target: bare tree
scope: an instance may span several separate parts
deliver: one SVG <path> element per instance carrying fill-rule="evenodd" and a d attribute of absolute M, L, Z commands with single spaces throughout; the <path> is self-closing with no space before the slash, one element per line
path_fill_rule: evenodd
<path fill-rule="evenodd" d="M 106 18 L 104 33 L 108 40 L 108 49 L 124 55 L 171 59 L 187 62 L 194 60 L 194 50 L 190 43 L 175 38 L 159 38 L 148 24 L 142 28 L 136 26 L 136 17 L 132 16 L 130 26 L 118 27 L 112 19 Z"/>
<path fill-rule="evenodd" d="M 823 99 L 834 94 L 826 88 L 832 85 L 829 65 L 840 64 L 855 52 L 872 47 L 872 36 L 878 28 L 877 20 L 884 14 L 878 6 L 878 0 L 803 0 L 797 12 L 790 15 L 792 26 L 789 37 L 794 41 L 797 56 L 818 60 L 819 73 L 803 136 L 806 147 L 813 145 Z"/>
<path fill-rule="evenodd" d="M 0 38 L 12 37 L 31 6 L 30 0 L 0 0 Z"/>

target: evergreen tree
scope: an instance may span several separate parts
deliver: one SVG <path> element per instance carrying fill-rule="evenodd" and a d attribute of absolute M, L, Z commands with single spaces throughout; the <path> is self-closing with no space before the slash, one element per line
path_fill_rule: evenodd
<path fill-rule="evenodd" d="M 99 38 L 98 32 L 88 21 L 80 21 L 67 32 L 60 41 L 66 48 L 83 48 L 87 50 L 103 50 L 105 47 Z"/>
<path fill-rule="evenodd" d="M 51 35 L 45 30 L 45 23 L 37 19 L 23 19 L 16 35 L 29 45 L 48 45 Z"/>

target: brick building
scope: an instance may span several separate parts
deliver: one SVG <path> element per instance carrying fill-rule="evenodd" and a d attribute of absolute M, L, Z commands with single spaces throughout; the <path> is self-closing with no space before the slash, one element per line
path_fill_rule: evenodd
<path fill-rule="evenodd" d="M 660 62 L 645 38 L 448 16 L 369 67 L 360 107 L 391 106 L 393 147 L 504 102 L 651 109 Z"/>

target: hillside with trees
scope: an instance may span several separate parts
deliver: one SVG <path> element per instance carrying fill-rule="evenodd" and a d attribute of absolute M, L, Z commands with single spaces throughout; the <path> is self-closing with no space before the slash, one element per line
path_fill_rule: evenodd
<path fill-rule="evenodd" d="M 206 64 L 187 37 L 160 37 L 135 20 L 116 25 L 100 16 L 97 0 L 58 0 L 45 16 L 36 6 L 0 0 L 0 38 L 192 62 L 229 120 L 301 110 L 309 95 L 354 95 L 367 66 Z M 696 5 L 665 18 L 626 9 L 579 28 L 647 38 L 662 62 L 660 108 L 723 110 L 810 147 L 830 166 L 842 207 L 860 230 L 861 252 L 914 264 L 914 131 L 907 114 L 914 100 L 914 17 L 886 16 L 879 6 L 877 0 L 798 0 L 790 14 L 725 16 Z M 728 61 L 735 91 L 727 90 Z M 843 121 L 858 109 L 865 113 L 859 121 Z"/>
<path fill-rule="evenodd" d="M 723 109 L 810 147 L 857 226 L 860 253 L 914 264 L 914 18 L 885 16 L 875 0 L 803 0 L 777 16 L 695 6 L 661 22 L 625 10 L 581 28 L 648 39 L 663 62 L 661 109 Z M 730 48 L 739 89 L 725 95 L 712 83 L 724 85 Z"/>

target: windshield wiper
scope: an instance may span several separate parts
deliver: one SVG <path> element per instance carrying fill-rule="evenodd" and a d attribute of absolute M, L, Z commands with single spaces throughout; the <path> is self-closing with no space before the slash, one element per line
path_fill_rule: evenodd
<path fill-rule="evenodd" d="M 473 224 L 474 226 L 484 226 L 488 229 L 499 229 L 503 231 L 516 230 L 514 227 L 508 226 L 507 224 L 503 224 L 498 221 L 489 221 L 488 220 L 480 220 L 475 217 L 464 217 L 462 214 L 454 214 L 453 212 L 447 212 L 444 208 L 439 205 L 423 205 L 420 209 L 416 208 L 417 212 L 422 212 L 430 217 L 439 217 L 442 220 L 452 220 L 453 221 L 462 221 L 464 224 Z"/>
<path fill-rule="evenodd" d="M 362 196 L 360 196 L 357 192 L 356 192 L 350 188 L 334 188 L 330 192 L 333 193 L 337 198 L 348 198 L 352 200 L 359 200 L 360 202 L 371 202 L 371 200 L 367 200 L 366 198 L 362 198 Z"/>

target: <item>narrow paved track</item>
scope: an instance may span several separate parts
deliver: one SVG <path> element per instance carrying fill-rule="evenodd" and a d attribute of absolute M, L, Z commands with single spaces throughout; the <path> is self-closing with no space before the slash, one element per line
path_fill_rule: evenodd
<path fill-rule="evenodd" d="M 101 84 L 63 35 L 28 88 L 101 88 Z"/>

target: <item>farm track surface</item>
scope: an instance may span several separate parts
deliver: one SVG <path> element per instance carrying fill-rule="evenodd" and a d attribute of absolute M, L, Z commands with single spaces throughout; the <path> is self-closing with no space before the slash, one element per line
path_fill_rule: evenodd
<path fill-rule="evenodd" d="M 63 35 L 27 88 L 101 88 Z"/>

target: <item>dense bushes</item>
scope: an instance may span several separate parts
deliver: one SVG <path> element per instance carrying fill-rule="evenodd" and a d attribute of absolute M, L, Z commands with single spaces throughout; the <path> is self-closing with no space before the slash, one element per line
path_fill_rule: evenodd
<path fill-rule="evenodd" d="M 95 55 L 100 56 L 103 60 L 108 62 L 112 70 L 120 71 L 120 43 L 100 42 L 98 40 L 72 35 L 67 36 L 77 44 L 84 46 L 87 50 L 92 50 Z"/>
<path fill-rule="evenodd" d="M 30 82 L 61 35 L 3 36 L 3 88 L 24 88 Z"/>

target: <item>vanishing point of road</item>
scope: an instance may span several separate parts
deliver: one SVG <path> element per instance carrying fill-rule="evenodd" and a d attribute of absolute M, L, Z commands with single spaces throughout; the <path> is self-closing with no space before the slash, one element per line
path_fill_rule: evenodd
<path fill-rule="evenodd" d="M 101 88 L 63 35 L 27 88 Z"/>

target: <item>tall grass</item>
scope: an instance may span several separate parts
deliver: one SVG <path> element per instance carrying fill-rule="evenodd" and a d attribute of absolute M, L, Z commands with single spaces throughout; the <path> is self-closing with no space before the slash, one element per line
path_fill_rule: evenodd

...

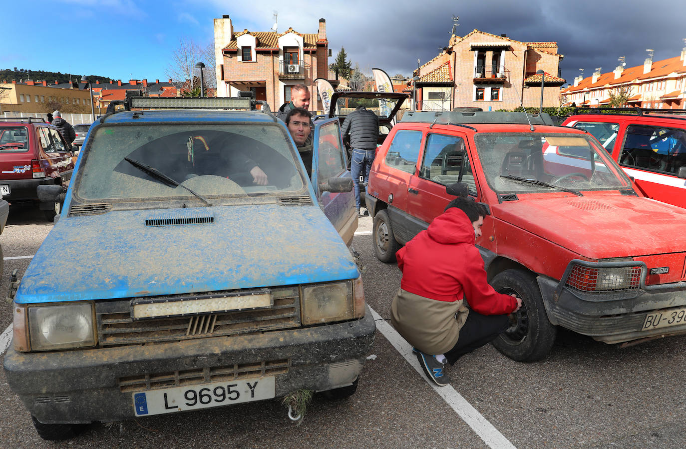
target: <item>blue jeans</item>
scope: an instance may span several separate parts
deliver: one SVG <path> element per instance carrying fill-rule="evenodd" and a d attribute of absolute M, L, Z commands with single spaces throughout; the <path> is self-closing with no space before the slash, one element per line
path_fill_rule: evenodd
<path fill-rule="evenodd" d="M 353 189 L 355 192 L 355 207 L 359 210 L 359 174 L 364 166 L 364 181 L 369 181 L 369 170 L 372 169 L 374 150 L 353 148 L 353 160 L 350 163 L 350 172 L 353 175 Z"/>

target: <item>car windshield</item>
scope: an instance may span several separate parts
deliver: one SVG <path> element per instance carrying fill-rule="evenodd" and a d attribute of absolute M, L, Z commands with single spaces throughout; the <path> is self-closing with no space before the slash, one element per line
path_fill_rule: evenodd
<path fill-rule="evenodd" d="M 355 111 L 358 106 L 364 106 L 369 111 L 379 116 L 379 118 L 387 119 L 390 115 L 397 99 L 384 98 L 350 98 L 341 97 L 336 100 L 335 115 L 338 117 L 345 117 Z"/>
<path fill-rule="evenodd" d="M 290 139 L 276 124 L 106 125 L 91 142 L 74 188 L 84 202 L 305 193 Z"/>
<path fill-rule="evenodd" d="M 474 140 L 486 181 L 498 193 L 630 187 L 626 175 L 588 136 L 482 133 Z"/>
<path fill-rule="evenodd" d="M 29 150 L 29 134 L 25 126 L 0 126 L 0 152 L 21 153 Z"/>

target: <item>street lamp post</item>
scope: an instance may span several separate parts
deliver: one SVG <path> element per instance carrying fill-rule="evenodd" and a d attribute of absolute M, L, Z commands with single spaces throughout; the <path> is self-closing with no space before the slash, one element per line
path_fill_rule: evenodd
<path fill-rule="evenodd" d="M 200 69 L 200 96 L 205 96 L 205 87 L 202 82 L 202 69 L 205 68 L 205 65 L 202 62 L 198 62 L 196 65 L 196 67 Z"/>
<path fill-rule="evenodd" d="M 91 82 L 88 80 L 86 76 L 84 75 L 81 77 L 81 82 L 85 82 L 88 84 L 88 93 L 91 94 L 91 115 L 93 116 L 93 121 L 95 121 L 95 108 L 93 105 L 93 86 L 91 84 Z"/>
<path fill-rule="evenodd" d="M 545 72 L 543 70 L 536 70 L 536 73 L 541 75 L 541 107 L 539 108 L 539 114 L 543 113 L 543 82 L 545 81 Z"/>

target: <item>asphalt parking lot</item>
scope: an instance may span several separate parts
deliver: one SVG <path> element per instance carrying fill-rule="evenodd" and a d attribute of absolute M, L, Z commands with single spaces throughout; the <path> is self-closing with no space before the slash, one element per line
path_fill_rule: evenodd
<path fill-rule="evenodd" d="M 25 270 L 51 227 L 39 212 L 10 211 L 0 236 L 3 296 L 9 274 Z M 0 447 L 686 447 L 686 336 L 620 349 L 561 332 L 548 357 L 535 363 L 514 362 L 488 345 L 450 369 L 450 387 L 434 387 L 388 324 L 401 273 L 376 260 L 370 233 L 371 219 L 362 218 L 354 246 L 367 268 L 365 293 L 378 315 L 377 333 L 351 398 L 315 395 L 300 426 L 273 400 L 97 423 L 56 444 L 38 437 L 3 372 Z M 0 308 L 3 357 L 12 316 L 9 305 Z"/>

==

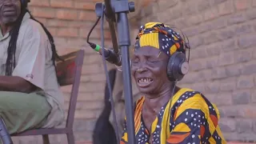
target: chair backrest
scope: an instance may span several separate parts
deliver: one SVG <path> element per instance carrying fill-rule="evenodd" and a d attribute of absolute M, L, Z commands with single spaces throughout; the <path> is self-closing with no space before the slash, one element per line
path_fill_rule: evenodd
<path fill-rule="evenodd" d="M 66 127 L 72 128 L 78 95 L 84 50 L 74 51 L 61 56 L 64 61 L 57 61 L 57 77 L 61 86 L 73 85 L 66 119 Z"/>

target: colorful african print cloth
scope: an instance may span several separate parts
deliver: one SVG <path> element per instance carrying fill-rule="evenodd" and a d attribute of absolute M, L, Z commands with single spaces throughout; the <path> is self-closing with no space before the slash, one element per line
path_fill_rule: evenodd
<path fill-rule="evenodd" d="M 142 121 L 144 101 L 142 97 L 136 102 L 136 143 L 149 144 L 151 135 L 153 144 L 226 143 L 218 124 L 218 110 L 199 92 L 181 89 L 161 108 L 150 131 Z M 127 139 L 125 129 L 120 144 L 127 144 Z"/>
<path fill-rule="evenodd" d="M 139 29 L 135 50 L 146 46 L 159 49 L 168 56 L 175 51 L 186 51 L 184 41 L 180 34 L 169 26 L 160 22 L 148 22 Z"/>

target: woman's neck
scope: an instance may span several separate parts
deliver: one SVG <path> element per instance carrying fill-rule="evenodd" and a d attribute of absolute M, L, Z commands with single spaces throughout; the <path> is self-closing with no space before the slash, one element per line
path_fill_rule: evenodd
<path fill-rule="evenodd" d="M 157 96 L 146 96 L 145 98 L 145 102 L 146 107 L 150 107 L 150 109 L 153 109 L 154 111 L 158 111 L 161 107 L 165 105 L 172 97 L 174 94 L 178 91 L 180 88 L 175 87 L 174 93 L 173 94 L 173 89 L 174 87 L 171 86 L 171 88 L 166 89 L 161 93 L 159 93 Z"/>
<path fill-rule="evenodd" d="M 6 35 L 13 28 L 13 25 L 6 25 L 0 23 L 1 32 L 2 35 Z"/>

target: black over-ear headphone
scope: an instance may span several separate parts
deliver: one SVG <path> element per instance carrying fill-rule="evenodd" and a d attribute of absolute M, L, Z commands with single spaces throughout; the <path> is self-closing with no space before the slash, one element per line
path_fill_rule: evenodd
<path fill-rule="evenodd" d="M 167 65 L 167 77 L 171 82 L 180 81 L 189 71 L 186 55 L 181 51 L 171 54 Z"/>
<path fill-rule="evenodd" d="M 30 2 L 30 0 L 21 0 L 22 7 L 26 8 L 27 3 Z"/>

▶ _Task requirements_
Copy the records unchanged, starting at the line that contains "target: chair backrest" and ending at the line that contains "139 29 L 135", with both of those lines included.

▶ _Response_
target: chair backrest
scope: an instance may span several separate parts
deliver: one SVG <path> element per instance carrying fill-rule="evenodd" and a d attribute of absolute M, L, Z commands with single spaces throughout; the <path> is self-closing with no space before the slash, one element per line
path_fill_rule: evenodd
<path fill-rule="evenodd" d="M 66 127 L 72 128 L 78 95 L 84 50 L 74 51 L 61 56 L 64 61 L 57 61 L 57 77 L 61 86 L 73 85 L 66 119 Z"/>

target: colorful african print cloth
scope: an instance may span several separate parts
deliver: one SVG <path> element per instance carrying fill-rule="evenodd" and a d attribute of absolute M, L, Z commands with single spaces throughout; the <path> is self-closing with no space before the slash, one element per line
path_fill_rule: evenodd
<path fill-rule="evenodd" d="M 142 121 L 144 101 L 142 97 L 136 102 L 136 143 L 149 144 L 151 135 L 153 144 L 226 143 L 218 124 L 218 110 L 199 92 L 181 89 L 161 108 L 150 131 Z M 127 139 L 125 129 L 120 144 L 127 144 Z"/>
<path fill-rule="evenodd" d="M 139 29 L 135 50 L 146 46 L 159 49 L 168 56 L 175 51 L 186 51 L 184 41 L 180 34 L 169 26 L 160 22 L 148 22 Z"/>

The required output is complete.